Dataset records about object locations:
------------------------

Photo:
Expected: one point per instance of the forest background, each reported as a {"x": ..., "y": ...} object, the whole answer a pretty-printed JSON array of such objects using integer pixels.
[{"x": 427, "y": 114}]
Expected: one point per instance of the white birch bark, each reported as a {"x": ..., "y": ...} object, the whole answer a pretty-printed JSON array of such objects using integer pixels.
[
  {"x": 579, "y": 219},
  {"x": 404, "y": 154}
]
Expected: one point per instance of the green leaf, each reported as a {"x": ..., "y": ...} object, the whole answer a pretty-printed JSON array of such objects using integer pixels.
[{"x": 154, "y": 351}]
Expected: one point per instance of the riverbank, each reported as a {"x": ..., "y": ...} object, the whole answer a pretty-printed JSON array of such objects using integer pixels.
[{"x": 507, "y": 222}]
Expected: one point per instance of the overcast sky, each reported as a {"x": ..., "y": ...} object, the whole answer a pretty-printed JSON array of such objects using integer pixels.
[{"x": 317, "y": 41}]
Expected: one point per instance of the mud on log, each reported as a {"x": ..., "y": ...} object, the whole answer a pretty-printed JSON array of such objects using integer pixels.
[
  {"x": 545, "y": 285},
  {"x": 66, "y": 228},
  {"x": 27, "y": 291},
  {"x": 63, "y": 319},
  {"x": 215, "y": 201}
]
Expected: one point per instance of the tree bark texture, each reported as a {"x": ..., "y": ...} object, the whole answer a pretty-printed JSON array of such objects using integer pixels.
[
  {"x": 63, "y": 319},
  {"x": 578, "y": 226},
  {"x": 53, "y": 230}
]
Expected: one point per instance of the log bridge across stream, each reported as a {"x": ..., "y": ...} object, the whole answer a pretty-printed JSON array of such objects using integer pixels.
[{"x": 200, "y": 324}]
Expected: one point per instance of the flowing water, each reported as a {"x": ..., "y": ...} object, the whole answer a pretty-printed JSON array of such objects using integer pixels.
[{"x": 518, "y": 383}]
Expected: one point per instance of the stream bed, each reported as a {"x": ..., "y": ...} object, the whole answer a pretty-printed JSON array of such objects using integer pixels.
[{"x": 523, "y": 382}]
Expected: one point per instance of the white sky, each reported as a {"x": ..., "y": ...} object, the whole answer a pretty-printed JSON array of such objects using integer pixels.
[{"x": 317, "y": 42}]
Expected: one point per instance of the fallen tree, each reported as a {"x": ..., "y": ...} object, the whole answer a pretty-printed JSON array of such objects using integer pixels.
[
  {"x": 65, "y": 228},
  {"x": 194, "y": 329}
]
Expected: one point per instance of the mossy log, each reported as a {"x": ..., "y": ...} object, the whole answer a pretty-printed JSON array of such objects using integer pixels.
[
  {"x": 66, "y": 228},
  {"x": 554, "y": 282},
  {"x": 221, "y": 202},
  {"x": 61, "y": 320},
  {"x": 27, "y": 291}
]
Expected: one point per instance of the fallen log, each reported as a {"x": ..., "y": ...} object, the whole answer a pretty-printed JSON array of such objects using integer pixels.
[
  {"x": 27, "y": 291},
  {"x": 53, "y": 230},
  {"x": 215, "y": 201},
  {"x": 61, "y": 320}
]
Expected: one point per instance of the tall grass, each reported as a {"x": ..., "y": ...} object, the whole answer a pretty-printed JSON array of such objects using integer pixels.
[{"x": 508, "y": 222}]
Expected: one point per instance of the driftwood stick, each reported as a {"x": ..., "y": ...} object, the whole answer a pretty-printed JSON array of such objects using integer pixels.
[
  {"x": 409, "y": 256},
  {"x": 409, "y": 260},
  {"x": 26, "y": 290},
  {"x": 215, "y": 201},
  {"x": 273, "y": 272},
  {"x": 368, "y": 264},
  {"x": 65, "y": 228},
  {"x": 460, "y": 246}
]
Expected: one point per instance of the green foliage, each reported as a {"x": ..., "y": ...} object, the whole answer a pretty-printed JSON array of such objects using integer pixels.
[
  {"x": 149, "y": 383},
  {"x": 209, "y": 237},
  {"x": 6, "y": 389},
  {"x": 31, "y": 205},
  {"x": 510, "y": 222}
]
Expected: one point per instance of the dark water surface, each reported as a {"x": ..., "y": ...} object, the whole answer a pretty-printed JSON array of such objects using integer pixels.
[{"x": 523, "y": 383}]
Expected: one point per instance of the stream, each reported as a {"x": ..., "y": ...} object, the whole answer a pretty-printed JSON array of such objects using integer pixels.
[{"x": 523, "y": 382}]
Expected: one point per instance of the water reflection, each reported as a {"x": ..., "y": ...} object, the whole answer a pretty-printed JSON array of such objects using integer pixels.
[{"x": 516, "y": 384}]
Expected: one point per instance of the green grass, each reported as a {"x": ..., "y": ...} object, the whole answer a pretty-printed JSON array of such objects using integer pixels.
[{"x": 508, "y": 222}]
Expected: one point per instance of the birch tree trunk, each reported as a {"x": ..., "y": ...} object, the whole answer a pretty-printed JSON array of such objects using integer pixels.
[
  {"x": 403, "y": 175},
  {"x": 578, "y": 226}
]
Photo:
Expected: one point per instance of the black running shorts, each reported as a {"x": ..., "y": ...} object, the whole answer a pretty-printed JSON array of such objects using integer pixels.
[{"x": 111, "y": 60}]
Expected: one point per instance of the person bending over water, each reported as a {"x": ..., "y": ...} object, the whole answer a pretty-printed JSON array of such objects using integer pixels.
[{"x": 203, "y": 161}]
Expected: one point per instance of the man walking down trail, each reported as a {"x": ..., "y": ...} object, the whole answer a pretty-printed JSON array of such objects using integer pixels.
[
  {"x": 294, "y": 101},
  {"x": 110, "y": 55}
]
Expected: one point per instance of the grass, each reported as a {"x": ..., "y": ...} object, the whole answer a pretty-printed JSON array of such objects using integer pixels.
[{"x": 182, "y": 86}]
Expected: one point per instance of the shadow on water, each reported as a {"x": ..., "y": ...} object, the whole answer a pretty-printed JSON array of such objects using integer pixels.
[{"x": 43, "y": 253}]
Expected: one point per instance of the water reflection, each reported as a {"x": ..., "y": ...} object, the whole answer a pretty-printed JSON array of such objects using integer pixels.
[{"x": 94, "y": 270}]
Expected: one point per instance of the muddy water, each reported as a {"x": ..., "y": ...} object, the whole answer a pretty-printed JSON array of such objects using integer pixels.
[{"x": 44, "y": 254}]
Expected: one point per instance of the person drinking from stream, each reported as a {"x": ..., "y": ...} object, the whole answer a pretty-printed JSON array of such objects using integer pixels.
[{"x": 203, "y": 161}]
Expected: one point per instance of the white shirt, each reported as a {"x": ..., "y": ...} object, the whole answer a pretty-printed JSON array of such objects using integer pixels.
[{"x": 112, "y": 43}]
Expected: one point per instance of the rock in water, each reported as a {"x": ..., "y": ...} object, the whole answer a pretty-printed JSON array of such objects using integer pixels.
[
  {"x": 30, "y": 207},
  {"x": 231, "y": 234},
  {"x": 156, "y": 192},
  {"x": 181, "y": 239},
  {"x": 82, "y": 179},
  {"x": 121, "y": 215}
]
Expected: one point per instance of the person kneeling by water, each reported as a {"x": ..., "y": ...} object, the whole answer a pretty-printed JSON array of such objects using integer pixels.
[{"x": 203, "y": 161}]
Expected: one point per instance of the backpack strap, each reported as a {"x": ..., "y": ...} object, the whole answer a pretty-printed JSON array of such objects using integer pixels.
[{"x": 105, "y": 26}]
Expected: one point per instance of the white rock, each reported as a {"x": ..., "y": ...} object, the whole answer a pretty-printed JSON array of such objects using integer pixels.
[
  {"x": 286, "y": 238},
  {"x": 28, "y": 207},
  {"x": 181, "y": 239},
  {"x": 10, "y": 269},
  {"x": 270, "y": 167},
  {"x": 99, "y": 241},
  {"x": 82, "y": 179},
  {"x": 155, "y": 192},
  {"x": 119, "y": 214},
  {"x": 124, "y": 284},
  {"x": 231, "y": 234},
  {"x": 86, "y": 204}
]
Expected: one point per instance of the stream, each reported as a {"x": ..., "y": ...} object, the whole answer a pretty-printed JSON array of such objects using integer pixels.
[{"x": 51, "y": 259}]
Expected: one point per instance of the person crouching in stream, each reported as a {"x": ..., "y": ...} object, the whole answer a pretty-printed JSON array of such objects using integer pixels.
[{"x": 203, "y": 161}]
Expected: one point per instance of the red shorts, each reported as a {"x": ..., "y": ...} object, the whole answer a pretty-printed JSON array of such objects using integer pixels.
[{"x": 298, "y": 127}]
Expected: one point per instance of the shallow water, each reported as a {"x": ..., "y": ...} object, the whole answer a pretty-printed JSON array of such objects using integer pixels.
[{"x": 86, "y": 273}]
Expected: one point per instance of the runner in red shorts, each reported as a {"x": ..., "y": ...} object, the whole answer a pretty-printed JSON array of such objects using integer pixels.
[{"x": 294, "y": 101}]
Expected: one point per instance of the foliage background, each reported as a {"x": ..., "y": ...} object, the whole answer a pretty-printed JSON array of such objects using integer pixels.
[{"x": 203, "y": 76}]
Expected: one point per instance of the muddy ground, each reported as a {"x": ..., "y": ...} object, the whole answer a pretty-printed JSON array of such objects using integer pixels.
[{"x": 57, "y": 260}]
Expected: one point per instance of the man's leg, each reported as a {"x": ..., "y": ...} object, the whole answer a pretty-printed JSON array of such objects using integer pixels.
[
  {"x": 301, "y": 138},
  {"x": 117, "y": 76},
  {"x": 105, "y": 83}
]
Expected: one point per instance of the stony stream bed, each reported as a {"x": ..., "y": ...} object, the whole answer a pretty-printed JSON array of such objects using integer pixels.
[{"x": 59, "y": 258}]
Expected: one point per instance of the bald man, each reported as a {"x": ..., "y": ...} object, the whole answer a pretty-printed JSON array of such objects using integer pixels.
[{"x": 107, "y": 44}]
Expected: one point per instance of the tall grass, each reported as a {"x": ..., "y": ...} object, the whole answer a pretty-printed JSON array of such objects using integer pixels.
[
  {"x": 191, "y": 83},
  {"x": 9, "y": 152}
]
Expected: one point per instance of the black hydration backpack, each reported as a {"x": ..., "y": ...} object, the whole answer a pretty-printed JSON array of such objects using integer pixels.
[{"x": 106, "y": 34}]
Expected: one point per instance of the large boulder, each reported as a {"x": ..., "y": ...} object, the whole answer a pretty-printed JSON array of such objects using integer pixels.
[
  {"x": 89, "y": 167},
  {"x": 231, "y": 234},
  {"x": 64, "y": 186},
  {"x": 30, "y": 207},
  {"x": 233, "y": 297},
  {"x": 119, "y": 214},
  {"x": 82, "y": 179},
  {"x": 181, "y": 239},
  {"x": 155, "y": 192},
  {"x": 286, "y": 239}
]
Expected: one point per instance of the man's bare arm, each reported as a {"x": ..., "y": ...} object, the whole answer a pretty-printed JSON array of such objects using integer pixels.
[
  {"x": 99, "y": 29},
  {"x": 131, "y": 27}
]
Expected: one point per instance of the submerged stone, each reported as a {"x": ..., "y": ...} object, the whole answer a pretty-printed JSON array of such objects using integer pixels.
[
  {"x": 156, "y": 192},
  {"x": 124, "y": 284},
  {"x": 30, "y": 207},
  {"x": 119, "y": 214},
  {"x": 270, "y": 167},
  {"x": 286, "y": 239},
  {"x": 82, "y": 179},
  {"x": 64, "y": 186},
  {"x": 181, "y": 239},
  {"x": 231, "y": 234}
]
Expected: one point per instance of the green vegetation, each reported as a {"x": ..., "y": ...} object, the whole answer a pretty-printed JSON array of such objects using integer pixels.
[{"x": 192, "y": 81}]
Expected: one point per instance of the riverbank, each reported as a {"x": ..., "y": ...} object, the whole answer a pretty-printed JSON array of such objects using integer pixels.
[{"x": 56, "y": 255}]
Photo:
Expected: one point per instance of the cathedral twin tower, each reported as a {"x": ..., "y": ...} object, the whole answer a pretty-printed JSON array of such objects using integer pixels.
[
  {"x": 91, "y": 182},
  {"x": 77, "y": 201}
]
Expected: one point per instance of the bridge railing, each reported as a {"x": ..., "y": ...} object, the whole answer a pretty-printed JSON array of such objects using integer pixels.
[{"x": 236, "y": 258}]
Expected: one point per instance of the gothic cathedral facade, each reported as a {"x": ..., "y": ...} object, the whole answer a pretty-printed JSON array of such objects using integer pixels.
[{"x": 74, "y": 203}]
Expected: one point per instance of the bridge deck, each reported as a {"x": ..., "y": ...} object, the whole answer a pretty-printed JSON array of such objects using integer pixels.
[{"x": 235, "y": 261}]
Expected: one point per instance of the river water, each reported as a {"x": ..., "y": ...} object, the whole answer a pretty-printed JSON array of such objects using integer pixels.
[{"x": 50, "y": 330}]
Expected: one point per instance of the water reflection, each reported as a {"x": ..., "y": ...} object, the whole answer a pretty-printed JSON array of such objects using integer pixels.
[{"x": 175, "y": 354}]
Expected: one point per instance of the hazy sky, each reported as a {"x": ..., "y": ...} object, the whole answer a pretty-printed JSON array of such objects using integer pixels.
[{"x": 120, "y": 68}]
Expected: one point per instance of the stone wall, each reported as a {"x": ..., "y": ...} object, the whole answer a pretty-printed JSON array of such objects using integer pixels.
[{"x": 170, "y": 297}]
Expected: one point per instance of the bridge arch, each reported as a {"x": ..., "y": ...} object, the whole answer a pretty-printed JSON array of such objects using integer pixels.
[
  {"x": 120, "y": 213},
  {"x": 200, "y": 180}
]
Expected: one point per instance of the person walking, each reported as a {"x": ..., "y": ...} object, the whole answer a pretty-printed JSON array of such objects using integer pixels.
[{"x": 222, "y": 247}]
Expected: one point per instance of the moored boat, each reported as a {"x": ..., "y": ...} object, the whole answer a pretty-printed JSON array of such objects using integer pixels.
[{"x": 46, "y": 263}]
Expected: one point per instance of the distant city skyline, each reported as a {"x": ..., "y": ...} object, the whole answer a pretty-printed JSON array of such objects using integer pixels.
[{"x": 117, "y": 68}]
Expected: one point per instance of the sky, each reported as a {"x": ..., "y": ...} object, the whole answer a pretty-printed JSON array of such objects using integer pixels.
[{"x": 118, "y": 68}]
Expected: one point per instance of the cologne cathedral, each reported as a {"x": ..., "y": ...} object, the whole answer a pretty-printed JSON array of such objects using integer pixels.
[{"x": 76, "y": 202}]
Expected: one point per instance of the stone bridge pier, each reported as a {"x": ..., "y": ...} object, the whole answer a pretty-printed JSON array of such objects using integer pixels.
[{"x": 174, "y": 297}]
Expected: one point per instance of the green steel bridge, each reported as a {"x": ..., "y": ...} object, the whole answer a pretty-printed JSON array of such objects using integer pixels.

------------------------

What is being asked
Starting at the line with "Expected: one point per instance of the distant", copy every line up to and including the last one in the entries above.

The solution
Expected: one point per instance of the distant city skyline, each reported as a {"x": ..., "y": ...} object, the whole answer a pretty-printed JSON array of such objects using integer pixels.
[{"x": 117, "y": 68}]
Expected: one point per instance of the sky, each reported as a {"x": ..., "y": ...} object, the whole answer a pretty-printed JSON array of such objects using integer pixels.
[{"x": 118, "y": 68}]
Expected: one point per instance of the cologne cathedral, each reported as a {"x": ..., "y": ...} object, the whole answer a pretty-printed JSON array of such objects using integer pixels.
[{"x": 76, "y": 202}]
Expected: one point per instance of the stone bridge pier, each reported as a {"x": ..., "y": ...} object, the whole answer a pretty-printed JSON array of such objects using integer pixels.
[{"x": 174, "y": 297}]
Expected: one point per instance of the green steel bridge, each reported as a {"x": ..., "y": ...} object, the whole answer a pretty-printed JSON array of such objects using integer pixels.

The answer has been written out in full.